TEXT PASSAGE
※ ※ ※

The term ‘sustainability’ is often used excessively; however, the Kreissparkasse [district savings bank] in Göppingen has impressively revitalized it over the course of their construction project. The environment, employees, and customers all profit from the results of the new construction plus renovation, which combine energy efficiency with comfort. The German Sustainable Building Council (DGNB) awarded the new construction with a gold medal for systematic execution of a green building design. The renovated building, constructed in 1974, received silver. In addition to design and architecture, the intelligent climate-control technology, using state of the art WAGO controllers, is a key component in the dapper building complex. One novelty is the comprehensive academic support for the optimized, energy-efficient construction.
The renovation and construction of the Kreissparkasse was a complex undertaking and represents a milestone for the city of the Hohenstaufens. For many years, the bank’s employees had been scattered across five locations. Today, they work in one location that spans an entire city block; the old building, constructed in 1974, was combined in a modern way with the new wing. The double facades of the new ensemble, located on the Marktstraße, appear timelessly modern and functional. The office and conference rooms are open and configured to facilitate communication; numerous gathering points and so-called multi-purpose areas foster discussions among the employees. The customer center conveys a friendly and service-oriented atmosphere. An especially surprising eye-catcher is Fritz Schwegler’s over-sized “Hirsch mit dem roten Schal” [deer with the red scarf], which has pride of place in the interior courtyard.
Researchers on Site
Benjamin Krockenberger is quite at home in “his” Kreissparkasse. He has been well acquainted with the building’s technology for years. While he is currently the Staff Engineer for Building and Energy Technology at the Kreissparkasse, he got to know the interior of the rambling complex as a research assistant to Prof. Markus Tritschler. Tritschler, who holds a PhD in engineering and teaches at the Esslingen University of Applied Science, applied his research skills to support the energy-efficient construction of the Kreissparkasse in Esslingen between 2012 and 2014. The Federal Ministry for Economic Affairs and Energy provided the university with research funds due to the importance of energy-efficient construction for environmental protection. The goal of the research project in Göppingen was to monitor the building technology installations and to optimize their operations with regard to ecological and economical values, and thus create a comfortable indoor climate for employees and customers.
Far more than the usual amount of data were collected for the academic research side of the project. Around 2000 measured values flowed into a data base every minute. “Temperature, consumption, valve settings, pump run times, and much more was recorded and then evaluated,” explains Krockenberger. It is highly unusual that academic researchers were involved this early and at this level in testing a renovation and new construction for energy efficiency. Professor Tritschler and his team also broke new ground in their techniques. “Energy-Optimized Construction: Monitoring and Optimizing Operations at the Kreissparkasse Göppingen” was the title of Krockenberger’s research project. Using statistic process control methods, he monitored the building’s heating and control technology for several years. Over the course of this, he measured his recorded values against a defined reference process, and was able to provide early interventions against deviations by reconfiguring the building technology. Even before construction began, a series of tests were executed in the laboratory, the heating energy consumption was monitored on site, and the components of the HVAC systems were individually tuned. “It was already quite unusual that we measured, evaluated, and optimized individual modules at this level of intensity,” reports the researcher, a professor of engineering from the Esslingen University Department of Building Services, Energy, and Environmental Engineering. After concluding the research project in 2014, the academics continued with their support activities, in that they recorded data and monitored the operational optimization.

※ ※ ※

DATA SECTION
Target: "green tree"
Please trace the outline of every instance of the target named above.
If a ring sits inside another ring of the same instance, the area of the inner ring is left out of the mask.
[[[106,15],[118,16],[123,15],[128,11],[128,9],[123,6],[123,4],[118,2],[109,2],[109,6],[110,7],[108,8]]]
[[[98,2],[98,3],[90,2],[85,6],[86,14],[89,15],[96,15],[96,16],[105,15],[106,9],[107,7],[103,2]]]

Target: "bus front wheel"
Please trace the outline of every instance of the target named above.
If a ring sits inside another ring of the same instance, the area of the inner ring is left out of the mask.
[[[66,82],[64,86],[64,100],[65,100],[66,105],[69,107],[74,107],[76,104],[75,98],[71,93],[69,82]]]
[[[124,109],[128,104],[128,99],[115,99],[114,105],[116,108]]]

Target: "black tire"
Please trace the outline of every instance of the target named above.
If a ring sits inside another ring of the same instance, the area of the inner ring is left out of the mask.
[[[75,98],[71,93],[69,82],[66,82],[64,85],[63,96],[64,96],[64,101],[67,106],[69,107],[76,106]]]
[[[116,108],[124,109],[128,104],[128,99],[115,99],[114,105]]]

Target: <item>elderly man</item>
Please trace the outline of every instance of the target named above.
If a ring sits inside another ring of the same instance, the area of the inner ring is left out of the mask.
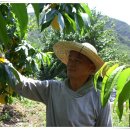
[[[53,47],[67,65],[65,81],[33,80],[22,76],[14,89],[20,95],[46,105],[47,126],[112,126],[110,104],[102,108],[93,74],[104,64],[89,43],[60,41]]]

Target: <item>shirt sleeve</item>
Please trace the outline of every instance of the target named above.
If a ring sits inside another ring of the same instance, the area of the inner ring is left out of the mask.
[[[105,107],[101,107],[96,126],[112,127],[110,102],[108,102]]]
[[[13,89],[21,96],[47,104],[51,80],[34,80],[19,73],[20,82]]]

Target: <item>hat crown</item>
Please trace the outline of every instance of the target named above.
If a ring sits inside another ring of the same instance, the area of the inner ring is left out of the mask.
[[[93,45],[91,45],[90,43],[85,42],[85,43],[82,43],[82,45],[86,48],[89,48],[91,51],[93,51],[95,54],[97,54],[96,48]]]

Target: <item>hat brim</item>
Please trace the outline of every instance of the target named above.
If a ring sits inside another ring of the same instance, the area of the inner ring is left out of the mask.
[[[89,47],[83,47],[82,44],[77,42],[60,41],[53,46],[53,50],[55,55],[64,64],[68,63],[68,55],[71,50],[80,52],[81,54],[88,57],[95,64],[96,71],[98,71],[104,64],[104,61],[96,53],[94,53]]]

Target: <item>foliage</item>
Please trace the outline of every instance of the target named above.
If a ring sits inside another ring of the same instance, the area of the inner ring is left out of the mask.
[[[102,77],[101,103],[104,107],[109,100],[112,88],[116,88],[117,94],[114,106],[118,102],[117,114],[121,120],[123,114],[124,102],[130,99],[130,66],[122,65],[116,62],[106,62],[101,69],[95,74],[95,88],[99,88],[97,81]],[[126,103],[128,105],[128,103]],[[127,106],[128,107],[128,106]]]

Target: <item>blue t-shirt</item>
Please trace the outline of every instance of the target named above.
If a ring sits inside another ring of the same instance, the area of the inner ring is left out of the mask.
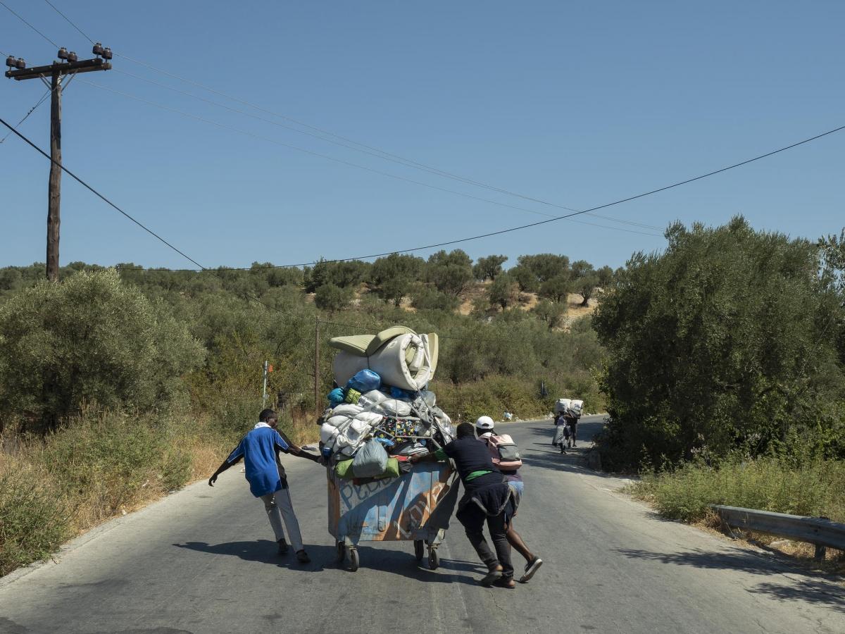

※ ※ ※

STATED GOAL
Write out, word for word, the stretch from "The term ‘sustainability’" through "optimized, energy-efficient construction." in the text above about the Kreissparkasse building in Göppingen.

TASK RESULT
The term ‘sustainability’ is often used excessively; however, the Kreissparkasse [district savings bank] in Göppingen has impressively revitalized it over the course of their construction project. The environment, employees, and customers all profit from the results of the new construction plus renovation, which combine energy efficiency with comfort. The German Sustainable Building Council (DGNB) awarded the new construction with a gold medal for systematic execution of a green building design. The renovated building, constructed in 1974, received silver. In addition to design and architecture, the intelligent climate-control technology, using state of the art WAGO controllers, is a key component in the dapper building complex. One novelty is the comprehensive academic support for the optimized, energy-efficient construction.